Collected data entries:
+++++

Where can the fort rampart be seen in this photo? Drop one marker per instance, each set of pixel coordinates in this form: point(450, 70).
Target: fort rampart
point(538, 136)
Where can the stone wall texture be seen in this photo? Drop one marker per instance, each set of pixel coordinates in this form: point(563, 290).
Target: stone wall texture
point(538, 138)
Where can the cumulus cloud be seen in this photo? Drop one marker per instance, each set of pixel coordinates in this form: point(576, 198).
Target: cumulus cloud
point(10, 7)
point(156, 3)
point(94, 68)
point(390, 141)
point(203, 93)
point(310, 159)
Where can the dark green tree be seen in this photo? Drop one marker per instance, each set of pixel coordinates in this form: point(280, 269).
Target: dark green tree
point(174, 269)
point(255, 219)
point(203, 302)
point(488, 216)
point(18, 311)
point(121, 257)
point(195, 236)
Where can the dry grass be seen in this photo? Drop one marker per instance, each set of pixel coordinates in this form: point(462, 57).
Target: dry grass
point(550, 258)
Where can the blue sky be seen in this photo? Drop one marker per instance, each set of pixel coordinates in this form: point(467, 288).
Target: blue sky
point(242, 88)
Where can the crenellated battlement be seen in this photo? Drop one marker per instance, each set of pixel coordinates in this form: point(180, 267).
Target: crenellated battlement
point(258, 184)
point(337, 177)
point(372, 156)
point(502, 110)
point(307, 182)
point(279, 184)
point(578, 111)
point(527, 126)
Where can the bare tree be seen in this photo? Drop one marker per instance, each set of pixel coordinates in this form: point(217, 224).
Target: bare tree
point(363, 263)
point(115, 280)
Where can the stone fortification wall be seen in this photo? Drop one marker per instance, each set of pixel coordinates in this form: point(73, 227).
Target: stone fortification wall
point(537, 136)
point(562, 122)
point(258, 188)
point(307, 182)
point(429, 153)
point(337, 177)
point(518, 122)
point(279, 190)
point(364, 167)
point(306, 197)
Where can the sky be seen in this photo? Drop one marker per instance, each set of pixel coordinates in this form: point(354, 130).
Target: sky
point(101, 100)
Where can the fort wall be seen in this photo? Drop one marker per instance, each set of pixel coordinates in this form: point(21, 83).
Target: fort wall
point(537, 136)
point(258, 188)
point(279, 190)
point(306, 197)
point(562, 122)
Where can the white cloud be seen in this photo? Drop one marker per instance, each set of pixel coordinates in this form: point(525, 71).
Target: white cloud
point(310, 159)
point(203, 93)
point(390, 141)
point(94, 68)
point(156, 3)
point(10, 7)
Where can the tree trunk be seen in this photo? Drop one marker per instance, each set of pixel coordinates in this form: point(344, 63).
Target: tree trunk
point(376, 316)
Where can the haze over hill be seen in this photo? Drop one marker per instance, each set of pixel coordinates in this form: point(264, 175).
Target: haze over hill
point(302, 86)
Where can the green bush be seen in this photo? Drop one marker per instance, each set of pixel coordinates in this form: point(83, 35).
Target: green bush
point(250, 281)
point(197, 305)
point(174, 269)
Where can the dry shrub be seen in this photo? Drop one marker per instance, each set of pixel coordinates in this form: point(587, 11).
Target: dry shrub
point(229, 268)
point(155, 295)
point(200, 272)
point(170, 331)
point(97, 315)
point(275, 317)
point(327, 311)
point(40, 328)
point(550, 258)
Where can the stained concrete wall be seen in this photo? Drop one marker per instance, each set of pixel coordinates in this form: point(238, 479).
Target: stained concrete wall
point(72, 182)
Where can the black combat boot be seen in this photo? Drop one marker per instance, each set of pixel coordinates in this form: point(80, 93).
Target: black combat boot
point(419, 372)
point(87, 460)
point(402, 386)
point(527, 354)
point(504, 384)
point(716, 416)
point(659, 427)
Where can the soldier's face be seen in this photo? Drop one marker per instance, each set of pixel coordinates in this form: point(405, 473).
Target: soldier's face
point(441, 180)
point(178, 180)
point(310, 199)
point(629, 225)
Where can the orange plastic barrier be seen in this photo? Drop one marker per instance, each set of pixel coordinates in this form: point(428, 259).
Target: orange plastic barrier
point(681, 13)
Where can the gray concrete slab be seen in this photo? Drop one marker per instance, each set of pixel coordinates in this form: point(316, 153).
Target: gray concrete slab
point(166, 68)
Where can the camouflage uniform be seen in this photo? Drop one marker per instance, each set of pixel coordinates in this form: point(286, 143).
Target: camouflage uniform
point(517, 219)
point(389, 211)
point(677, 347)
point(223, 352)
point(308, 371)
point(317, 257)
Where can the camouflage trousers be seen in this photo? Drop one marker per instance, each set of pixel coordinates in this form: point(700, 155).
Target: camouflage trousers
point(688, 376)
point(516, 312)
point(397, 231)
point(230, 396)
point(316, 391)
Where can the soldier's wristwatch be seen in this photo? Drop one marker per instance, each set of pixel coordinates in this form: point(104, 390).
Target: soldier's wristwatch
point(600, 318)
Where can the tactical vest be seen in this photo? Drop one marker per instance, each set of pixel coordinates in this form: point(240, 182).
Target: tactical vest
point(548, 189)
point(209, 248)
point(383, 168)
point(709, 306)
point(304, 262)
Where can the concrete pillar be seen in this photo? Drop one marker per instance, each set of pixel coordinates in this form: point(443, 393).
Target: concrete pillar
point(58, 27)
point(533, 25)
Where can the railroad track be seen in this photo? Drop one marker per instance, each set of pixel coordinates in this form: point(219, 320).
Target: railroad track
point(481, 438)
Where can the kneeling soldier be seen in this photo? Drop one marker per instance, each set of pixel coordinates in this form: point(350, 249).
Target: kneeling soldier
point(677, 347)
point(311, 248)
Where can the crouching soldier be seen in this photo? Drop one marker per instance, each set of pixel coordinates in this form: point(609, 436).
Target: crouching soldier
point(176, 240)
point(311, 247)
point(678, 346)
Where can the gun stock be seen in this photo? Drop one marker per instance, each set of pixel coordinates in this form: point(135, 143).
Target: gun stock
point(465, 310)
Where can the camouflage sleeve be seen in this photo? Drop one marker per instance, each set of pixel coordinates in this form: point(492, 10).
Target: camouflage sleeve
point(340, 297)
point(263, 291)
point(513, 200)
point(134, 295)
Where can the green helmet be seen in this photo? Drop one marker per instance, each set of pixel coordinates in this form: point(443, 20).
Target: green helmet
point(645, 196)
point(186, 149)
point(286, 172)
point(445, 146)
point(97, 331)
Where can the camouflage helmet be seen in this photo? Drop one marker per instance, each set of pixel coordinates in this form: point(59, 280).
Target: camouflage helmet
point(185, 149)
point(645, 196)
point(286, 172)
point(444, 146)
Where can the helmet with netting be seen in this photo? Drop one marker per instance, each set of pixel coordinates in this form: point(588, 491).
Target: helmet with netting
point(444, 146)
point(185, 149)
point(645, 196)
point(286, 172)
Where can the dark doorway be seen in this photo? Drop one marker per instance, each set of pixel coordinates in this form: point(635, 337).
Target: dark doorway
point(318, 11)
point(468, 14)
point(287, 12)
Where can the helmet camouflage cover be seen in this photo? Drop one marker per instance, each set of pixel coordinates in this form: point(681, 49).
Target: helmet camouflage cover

+++++

> _Problem to solve_
Reproduce the entries above in full, verbatim.

> _Result of this task_
Where can the fort rampart be seen in this photo? Drop one marker per instance, each set of pixel coordinates in this form: point(450, 70).
Target: fort rampart
point(538, 136)
Where can the stone wall texture be seen in this photo? Drop one marker per instance, each set of pixel coordinates in this form: point(563, 290).
Target: stone wall texture
point(538, 138)
Where can the cumulus cloud be seen in this photo? Drop one marker per instance, each set of pixel coordinates in this form: point(576, 198).
Target: cumulus cloud
point(10, 7)
point(156, 3)
point(94, 68)
point(390, 141)
point(203, 93)
point(310, 159)
Where can the dark green tree be seen in this photo? Drop one marker per instance, each set of pixel coordinates in this form: point(280, 269).
Target: dark green tree
point(174, 269)
point(255, 219)
point(203, 302)
point(488, 216)
point(18, 311)
point(121, 257)
point(195, 236)
Where can the dry grass be seen in this photo? Drop one marker per instance, each set of pixel coordinates in this form: point(462, 57).
Target: dry grass
point(550, 258)
Where can the blue sky be seen in this photo? Drop one marker per instance, each set of pixel coordinates in this form: point(467, 288).
Target: blue sky
point(242, 88)
Where can the crenellated battlement be seen in this photo? Drop one marker per instance, each set of pixel coordinates in this form: point(180, 267).
Target: crenellated battlement
point(258, 184)
point(337, 177)
point(372, 156)
point(502, 110)
point(307, 182)
point(279, 184)
point(578, 111)
point(527, 126)
Where can the bare tree be seen in this photo? Drop one marker per instance, each set of pixel coordinates in this form: point(217, 224).
Target: bare tree
point(363, 263)
point(115, 280)
Where can the stone fortification wall be seen in this photo? Drop one marker per instance, each set of pixel coordinates in this form: point(73, 227).
Target: stone fortification wall
point(537, 136)
point(562, 122)
point(258, 188)
point(307, 182)
point(429, 153)
point(337, 177)
point(518, 122)
point(279, 190)
point(364, 167)
point(306, 197)
Where can the sky be seen in this photo? Drop one marker per instance, each set of pixel coordinates in this form: point(354, 130).
Target: sky
point(101, 100)
Where can the fort wall be seen in this photo? Drop one marker per instance, each set of pixel coordinates in this form: point(21, 83).
Target: fort wall
point(537, 136)
point(258, 188)
point(279, 190)
point(306, 197)
point(562, 122)
Where can the white cloud be seen in this photo? Drop one marker per instance, each set of pixel coordinates in this form: point(525, 71).
Target: white cloud
point(310, 159)
point(203, 93)
point(390, 141)
point(94, 68)
point(156, 3)
point(10, 7)
Where can the tree trunk be seen in this photo? Drop one marker per instance, each set of pixel coordinates in this form: point(344, 63).
Target: tree trunk
point(376, 316)
Where can the haze over hill be seen in this photo? Drop one marker per instance, each set of pixel coordinates in this form: point(264, 175).
Target: haze over hill
point(302, 86)
Where can the green bush be seen in this photo? Drop one marker per instance, each set of pixel coordinates in this form: point(83, 35).
Target: green bush
point(250, 281)
point(197, 305)
point(174, 269)
Where can the dry shrub be seen in this photo? Drop one marker per instance, each set of pixel coordinates in this form: point(587, 11).
Target: dry shrub
point(229, 268)
point(155, 295)
point(200, 272)
point(170, 331)
point(97, 315)
point(275, 317)
point(327, 311)
point(40, 328)
point(550, 258)
Where can the stained concrete wall be seen in this photo? Drop one marker per instance, each set of pixel coordinates in this form: point(238, 479).
Target: stained concrete wall
point(72, 182)
Where can the black combat boot be seen in this photo? Drop one marker per instance, each set of pixel coordinates in this form: point(80, 93).
Target: black combat boot
point(419, 372)
point(87, 460)
point(402, 386)
point(527, 354)
point(504, 384)
point(716, 416)
point(659, 427)
Where can the soldier's face be seen in this photo? Drop one marker per instance, each set of pixel coordinates in this form: point(405, 473).
Target: soldier's face
point(441, 180)
point(178, 180)
point(310, 199)
point(629, 225)
Where can the orange plastic barrier be seen in this photo? Drop one marker per instance, each set of pixel coordinates in this form: point(428, 259).
Target: orange plastic barrier
point(681, 13)
Where can the gray concrete slab be seen in this photo? Drop one marker per instance, each set of pixel coordinates in this form: point(316, 153).
Target: gray concrete slab
point(166, 68)
Where can the camouflage uniform be seen in this photo? Drop one marker per instance, each set of pixel coordinates in this form: point(286, 143).
Target: camouflage uniform
point(517, 219)
point(389, 211)
point(677, 347)
point(223, 352)
point(308, 371)
point(317, 257)
Where can the camouflage trousers be seen in this photo? Drop one marker per instance, each set of pixel coordinates in this form: point(700, 155).
Target: camouflage trousers
point(688, 376)
point(516, 312)
point(397, 231)
point(230, 396)
point(316, 391)
Where can the soldier's wristwatch be seen in this photo? Drop one marker per instance, each set of pixel coordinates in this form: point(104, 390).
Target: soldier's wristwatch
point(600, 318)
Where can the tactical vest be seen in this photo? Drop one marker per instance, each set of pixel coordinates in this form: point(240, 182).
Target: tactical vest
point(548, 189)
point(209, 248)
point(383, 168)
point(709, 306)
point(304, 262)
Where can the concrete pillar be seen in this photo? Drop one marker per instance, each set of pixel coordinates in this form: point(443, 393).
Target: concrete pillar
point(58, 27)
point(533, 25)
Where can the railroad track be seen in this photo? Drop one marker per instance, each set of pixel coordinates in this form: point(219, 320).
Target: railroad track
point(481, 438)
Where can the kneeling soldier be seen in this photo? Drop one marker per instance, each set of pixel coordinates in this form: point(350, 249).
Target: kneeling soldier
point(677, 347)
point(311, 248)
Where can the crouching soldier be seen in this photo? Drop one marker per instance, each set of pixel coordinates in this form: point(609, 436).
Target: crouching soldier
point(176, 240)
point(311, 247)
point(678, 346)
Where can the gun stock be seen in this photo? Drop one marker per instance, each set of pixel coordinates in this form: point(135, 143).
Target: gun stock
point(465, 310)
Where can the camouflage sleeve be seen in this photo? Drop one marker per instance, each set of pixel coordinates in this form: point(492, 10).
Target: camouflage sleeve
point(340, 297)
point(263, 291)
point(513, 200)
point(134, 295)
Where can the green helmet be seen in this photo? Drop one marker per instance, each set of pixel coordinates in this form: point(443, 20).
Target: green helmet
point(645, 196)
point(186, 149)
point(286, 172)
point(445, 146)
point(97, 331)
Where can the camouflage helmet be seen in this photo? Drop one marker per instance, each set of pixel coordinates in this form: point(59, 280).
Target: camouflage helmet
point(185, 149)
point(645, 196)
point(286, 172)
point(444, 146)
Where can the helmet with netting be seen in this photo? Drop one marker per instance, each set of pixel coordinates in this form: point(588, 491).
Target: helmet with netting
point(444, 146)
point(185, 149)
point(645, 196)
point(286, 172)
Where can the dark doorway be seen in this photo? Drop one marker per instance, each set of pixel coordinates in this form: point(635, 337).
Target: dark doorway
point(318, 11)
point(468, 14)
point(287, 12)
Where can the helmet camouflage cover be seen in this photo? Drop one marker per instance, each set of pixel coordinates in this form: point(681, 49).
Target: helmet camouflage cover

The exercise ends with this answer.